TO DO:
A. Answer these questions from the essay on Christopher Small below, one answer per line, marked the same way:
(i) What sub-title does Music of the Common Tongue carry?
(ii) In what year did Musicking: The meanings of performing and listening come out?
(iii) What does Small insist musicking has none of?
B. In the essay on Christopher Small below, why does Small state so bluntly that music is an activity rather than a thing? Answer in one to three sentences.
C. Quote the passage of the essay on Christopher Small below that opens with the words containing "In his seminal" and closes with "a social practice.".

QUOTED PASSAGE:
I eventually fixed on Christopher Small and my reading his Music-Society-Education. [2] The encounter was not a Damascus Road experience but rather a slow burning fuse and only now am I realising the fuller implication of Small’s thought on the way I understand what music is and the implications for music education and of course on reflection its limitation.

In his seminal Music-Society-Education Small addressed the symbiotic relationships between music, society and education. Without understand how music is in the world, how it has functioned in societies past and how it functions here and now throughout the world, there can be no understanding of the role of music education in society.

The work provided the ground for Small’s subsequent thinking. In his next book, now little known, he coined the term ‘musicking’ and provided a framework of thought about the nature of music as a social practice.

Music of the Common Tongue published in 1987 has a sub-title: ‘Survival and Celebration in Afro-American Music’. [3] Here Small examined the search for identity and community of millions of Africans in the Americas through their encounter with a European tradition, taking from it what was needed to explore, celebrate and affirm who they were and who they might become.

[I told the group how depressing it was to continually meet with the woefully inadequate idea that there were two musics –classical and pop. What a relief to speak of Afro-American music and to imagine the richness and complexity of its infinite diversity, for example.]

It was in Small’s 1987 book that he makes clear:

‘My first assumption is that music is not primarily a thing or a collection of things, but an activity in which we engage … the act of musicking is central to the whole art of music the world over. In most of the world’s musical cultures this is taken for granted without even having to think about it; it is only the dominance of the classical tradition that obliges us to state it so bluntly.’ [4]

What a talking point.

Ok, yes, music is a thing. When I cooed to Iris my cooing was a sound, a physical thing, an object of consciousness, a thing. But Small rejects the objectification of music in favour of activity. In doing this musical meaning is detached from the musical work and its fixed intra-sonic properties and moved to the here and now of musicking. New relationships are created, new meanings experienced.

In his 1998 book Musicking: The meanings of performing and listening he writes:

‘Musicking creates a web of relationships between, and among, musical sounds and people situated in the physical and cultural space of musicking. Observing these relationships makes it possible to gain an understanding of the society that gives birth to musicking’. [5]

Thus, we are freed to ask the question wherever there is musicking: what is going on here?

All this has proved helpful to me and I have grown to love what is a kind of anthropological perspective on music and music education and to understand music education as being fundamentally relational in character.

A conundrum for myself and others is Small’s insistence that musicking has no moral dimension. It is not a matter of good or bad musicking. There is just musicking. The idea is ethically neutral. It exists as a conceptual tool.

DATA LISTING:

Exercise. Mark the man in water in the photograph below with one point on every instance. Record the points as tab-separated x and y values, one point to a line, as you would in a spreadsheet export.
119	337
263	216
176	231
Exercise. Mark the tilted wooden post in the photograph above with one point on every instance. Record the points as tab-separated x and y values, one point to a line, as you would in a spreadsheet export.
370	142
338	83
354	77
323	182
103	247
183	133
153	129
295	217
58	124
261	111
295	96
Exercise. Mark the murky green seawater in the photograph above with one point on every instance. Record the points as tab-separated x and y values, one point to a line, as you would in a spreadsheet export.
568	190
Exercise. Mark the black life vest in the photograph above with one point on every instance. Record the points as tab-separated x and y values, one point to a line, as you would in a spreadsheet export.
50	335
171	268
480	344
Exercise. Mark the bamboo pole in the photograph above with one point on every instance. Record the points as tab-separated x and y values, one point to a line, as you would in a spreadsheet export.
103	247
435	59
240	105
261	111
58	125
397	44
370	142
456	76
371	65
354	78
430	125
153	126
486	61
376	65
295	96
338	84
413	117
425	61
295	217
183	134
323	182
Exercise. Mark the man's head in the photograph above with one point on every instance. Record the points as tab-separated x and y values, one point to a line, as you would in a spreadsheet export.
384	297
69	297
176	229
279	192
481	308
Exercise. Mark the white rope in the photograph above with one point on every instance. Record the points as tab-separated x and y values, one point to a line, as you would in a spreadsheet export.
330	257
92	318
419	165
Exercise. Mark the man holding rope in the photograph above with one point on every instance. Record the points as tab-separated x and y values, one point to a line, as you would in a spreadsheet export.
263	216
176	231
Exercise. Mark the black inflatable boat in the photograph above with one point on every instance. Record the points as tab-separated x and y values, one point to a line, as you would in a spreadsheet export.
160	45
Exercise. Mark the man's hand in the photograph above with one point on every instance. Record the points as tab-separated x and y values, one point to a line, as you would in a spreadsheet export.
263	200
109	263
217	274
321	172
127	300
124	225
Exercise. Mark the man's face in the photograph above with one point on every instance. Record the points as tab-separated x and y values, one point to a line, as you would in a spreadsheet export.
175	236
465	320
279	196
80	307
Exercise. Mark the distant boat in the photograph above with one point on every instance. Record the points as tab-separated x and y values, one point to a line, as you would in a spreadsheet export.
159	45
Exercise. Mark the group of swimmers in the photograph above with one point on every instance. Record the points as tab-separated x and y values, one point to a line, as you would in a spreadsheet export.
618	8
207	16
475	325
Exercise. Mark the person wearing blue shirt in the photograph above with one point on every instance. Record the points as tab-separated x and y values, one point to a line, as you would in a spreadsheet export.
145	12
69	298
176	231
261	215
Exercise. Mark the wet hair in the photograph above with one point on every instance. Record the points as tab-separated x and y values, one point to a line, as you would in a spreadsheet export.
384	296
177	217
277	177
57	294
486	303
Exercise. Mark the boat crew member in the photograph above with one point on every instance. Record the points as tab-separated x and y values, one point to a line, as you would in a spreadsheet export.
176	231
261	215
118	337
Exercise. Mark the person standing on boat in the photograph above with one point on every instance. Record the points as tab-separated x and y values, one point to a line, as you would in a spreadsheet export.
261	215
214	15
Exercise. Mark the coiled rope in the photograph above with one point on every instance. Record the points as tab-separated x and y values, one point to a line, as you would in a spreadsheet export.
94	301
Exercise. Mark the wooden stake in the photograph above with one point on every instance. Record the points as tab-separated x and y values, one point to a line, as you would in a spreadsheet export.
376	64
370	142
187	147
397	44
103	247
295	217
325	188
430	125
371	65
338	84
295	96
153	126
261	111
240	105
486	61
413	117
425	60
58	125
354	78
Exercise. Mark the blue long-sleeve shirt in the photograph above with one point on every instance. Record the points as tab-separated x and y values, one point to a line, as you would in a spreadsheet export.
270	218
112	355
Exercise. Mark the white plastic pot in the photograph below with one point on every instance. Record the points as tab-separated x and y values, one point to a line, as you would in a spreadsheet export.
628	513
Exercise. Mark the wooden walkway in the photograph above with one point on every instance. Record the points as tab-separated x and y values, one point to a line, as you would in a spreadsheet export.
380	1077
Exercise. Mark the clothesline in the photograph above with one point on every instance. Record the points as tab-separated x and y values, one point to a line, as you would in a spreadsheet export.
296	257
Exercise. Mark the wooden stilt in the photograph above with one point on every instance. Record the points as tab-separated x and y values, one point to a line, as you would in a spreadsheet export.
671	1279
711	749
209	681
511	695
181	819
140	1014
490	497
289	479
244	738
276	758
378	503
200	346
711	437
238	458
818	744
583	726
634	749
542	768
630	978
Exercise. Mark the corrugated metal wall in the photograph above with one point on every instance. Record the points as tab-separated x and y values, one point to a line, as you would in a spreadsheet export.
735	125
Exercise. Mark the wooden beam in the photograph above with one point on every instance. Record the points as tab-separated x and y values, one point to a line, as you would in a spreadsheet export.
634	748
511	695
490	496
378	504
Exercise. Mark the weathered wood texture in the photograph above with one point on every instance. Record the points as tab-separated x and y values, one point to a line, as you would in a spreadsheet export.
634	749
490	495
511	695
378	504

RESPONSES IN ORDER:
A.
(i) ‘Survival and Celebration in Afro-American Music’
(ii) 1998
(iii) A moral dimension

B. In most of the world's musical cultures, people take it for granted that music is an activity without even thinking about it. Only the dominance of the classical tradition makes Small state it so bluntly.

C.
In his seminal Music-Society-Education Small addressed the symbiotic relationships between music, society and education. Without understand how music is in the world, how it has functioned in societies past and how it functions here and now throughout the world, there can be no understanding of the role of music education in society.

The work provided the ground for Small’s subsequent thinking. In his next book, now little known, he coined the term ‘musicking’ and provided a framework of thought about the nature of music as a social practice.